- [Your instructions] Reproduce the data in full, exactly.

(Point localization data)
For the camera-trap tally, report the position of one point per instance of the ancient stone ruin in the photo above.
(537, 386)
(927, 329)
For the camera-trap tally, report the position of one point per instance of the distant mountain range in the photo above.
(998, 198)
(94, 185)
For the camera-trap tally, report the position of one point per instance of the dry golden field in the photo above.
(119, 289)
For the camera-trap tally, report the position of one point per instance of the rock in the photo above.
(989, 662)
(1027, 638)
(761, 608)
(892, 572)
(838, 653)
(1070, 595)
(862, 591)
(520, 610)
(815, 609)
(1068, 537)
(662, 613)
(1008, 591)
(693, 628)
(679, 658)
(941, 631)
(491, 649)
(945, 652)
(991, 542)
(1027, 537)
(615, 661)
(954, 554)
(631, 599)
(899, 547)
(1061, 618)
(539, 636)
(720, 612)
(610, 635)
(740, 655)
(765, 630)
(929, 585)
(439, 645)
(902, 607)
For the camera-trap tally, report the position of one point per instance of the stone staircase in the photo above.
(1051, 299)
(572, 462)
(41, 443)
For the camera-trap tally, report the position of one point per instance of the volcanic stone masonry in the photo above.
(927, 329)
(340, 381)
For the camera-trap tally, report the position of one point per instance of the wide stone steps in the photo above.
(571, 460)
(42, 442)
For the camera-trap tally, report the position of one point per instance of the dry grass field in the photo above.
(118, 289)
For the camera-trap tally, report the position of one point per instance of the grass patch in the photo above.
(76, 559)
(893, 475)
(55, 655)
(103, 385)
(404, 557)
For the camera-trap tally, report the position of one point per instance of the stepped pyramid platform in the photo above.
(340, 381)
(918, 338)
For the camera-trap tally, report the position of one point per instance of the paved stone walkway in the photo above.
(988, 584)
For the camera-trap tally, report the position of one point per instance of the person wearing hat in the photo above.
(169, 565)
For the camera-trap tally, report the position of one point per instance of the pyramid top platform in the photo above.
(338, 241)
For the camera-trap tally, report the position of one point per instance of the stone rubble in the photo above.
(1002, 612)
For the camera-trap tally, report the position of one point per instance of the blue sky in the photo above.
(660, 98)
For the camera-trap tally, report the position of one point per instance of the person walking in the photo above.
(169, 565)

- [Reply]
For the camera-trap tally, report the position of one point per instance of the ancient stone ruin in the photo above.
(537, 386)
(927, 329)
For the camera-trap tally, report the position of one point per instance of the distant mountain range in the photo above.
(998, 198)
(94, 185)
For the camera-trap tally, report the position of one point per instance of the dry golden field in the photo above.
(119, 289)
For the camera-trap tally, report the position of one point per instance of the rock in the photo above.
(989, 662)
(1027, 638)
(761, 608)
(892, 572)
(838, 653)
(1070, 595)
(862, 591)
(520, 610)
(815, 609)
(1068, 537)
(662, 613)
(1008, 591)
(693, 628)
(679, 658)
(941, 631)
(491, 649)
(945, 652)
(991, 542)
(1027, 537)
(615, 661)
(954, 554)
(631, 599)
(899, 547)
(1061, 618)
(539, 636)
(720, 612)
(610, 635)
(740, 655)
(765, 630)
(929, 585)
(439, 645)
(902, 607)
For the camera-trap tally, report the position of one point per instance of the stone staircase in the photo above.
(1051, 299)
(572, 462)
(41, 443)
For the camera-trap tally, report the position of one point per instance of the volcanic stone masonry in the photo above.
(927, 329)
(340, 381)
For the camera-trap tally, report the position of one point per instance of the wide stone steps in the photo above.
(571, 460)
(42, 442)
For the camera-trap tally, report the position of one point per instance of the dry grass field in the photo above.
(118, 289)
For the camera-trap tally, report the position of one point per instance of the grass patch in the photo above.
(76, 559)
(893, 475)
(55, 655)
(103, 385)
(404, 557)
For the camera-trap tally, report the position of one point per instance of the stepped pyramid platform in the photo above.
(340, 381)
(918, 338)
For the camera-trap tally, report the position of one point per instance of the paved stone walkway in the photo above.
(988, 584)
For the camera-trap tally, report the position of one point per instance of the person wearing hat in the photo above.
(169, 565)
For the camera-trap tally, report the position of one point per instance of the pyramid top platform in the photo above.
(338, 241)
For the camera-trap tally, report the position of one point per instance of the stone rubble in the photo above.
(1002, 612)
For the camera-trap tally, report the position of one point per instance of the blue sky in the photo above.
(660, 98)
For the camera-trap tally, report the position of one point per instance of the person walking in the photo above.
(169, 565)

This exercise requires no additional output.